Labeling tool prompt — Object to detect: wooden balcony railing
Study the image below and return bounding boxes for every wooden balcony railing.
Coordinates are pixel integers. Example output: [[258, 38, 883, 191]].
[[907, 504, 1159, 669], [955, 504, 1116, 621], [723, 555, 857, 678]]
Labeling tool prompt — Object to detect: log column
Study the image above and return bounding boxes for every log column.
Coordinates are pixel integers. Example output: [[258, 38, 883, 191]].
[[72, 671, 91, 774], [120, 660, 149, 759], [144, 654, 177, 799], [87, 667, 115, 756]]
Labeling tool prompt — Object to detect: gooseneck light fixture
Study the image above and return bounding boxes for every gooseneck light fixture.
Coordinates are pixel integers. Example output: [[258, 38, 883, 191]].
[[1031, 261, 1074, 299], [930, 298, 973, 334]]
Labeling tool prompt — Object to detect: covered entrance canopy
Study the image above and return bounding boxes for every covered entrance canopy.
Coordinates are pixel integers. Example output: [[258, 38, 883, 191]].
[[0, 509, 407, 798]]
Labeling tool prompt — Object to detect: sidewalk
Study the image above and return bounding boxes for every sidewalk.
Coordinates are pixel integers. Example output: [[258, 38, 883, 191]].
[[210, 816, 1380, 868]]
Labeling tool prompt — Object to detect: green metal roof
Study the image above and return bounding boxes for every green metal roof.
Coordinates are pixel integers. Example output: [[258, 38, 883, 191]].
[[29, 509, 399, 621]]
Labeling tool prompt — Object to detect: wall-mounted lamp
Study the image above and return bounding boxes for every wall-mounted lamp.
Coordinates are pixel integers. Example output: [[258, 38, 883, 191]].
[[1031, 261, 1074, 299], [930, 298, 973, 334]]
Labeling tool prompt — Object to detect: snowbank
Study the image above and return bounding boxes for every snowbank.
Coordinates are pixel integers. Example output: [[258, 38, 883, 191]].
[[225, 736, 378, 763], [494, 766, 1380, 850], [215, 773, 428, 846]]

════════════════════

Put the lines from the first one up to and including the line with "555, 857, 678]]" into a Markdown table with two columns: No. for the row number and Line for the line itself. Leave out any blank lines.

**Response**
| No. | Line |
|---|---|
| 1 | Labeling tool prompt — Object to detect: wooden balcony railing |
| 2 | Study the image below and return bounding boxes for every wooden balcony railing. |
| 3 | Coordinates are pixel integers. Example output: [[258, 38, 883, 191]]. |
| 4 | [[907, 504, 1159, 669], [955, 504, 1116, 621], [723, 555, 857, 678]] |